** START OF Records to process **

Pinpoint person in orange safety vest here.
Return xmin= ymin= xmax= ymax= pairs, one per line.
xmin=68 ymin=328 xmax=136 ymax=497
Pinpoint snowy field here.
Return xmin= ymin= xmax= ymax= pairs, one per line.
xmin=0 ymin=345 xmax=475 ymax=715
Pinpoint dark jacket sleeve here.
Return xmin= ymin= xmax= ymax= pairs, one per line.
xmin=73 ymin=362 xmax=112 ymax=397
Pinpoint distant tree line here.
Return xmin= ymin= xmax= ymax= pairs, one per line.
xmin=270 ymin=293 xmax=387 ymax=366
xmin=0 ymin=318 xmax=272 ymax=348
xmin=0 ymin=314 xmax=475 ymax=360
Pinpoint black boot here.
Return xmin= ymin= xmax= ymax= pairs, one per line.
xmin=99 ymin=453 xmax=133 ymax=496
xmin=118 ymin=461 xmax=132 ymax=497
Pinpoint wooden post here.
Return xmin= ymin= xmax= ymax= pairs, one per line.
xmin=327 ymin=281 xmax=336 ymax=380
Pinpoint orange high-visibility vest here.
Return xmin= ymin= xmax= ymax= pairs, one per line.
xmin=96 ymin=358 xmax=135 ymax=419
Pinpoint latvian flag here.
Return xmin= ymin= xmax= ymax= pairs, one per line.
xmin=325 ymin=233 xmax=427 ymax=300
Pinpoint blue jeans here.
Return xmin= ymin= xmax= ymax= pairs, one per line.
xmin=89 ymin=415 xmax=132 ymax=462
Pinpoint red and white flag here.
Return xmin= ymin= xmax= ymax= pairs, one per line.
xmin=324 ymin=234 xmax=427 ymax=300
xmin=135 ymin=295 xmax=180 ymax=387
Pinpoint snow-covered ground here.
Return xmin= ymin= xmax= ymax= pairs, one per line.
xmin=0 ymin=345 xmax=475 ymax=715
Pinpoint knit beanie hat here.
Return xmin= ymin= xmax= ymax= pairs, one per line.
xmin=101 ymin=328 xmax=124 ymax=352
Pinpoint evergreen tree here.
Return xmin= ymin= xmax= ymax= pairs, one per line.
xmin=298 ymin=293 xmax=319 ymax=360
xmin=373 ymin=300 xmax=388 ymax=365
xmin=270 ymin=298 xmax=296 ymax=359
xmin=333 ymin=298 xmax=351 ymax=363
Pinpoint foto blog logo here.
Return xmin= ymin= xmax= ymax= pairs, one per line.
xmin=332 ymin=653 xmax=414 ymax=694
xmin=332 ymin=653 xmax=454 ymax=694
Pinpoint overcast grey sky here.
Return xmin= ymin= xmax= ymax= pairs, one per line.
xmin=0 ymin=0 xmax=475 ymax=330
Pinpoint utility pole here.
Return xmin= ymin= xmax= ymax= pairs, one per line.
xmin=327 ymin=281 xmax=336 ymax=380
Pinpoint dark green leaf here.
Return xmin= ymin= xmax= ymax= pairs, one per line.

** END OF Records to process **

_Direction_
Report each line of the rows above that contains the string "orange". Case counts.

_Exercise response_
Pinpoint person in orange safety vest here.
Pinpoint orange high-visibility vest here.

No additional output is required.